╭─ Information given
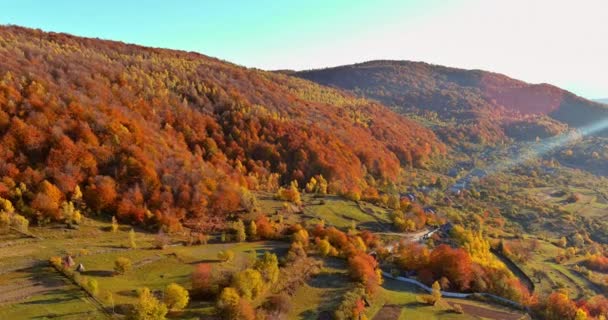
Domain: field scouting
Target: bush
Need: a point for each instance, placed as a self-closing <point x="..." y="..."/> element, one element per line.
<point x="278" y="305"/>
<point x="176" y="297"/>
<point x="457" y="308"/>
<point x="148" y="307"/>
<point x="122" y="265"/>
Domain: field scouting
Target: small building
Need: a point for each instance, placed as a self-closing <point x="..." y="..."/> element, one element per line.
<point x="68" y="261"/>
<point x="430" y="210"/>
<point x="410" y="197"/>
╰─
Please put every line of the entries above into a numbered list, skipping any blank lines and leaving out the picture.

▶ _Answer below_
1. Domain: field scouting
2. Target: bush
3. Need: a point for each instance, placed as a self-closing <point x="..." y="..."/> element, one element per line.
4. <point x="278" y="305"/>
5. <point x="176" y="297"/>
6. <point x="457" y="308"/>
7. <point x="148" y="307"/>
8. <point x="122" y="265"/>
9. Domain: field scouting
10. Target: small building
11. Need: a point for each instance, placed as a self-closing <point x="..." y="..."/> element, one element per line.
12. <point x="68" y="261"/>
13. <point x="430" y="210"/>
14. <point x="410" y="197"/>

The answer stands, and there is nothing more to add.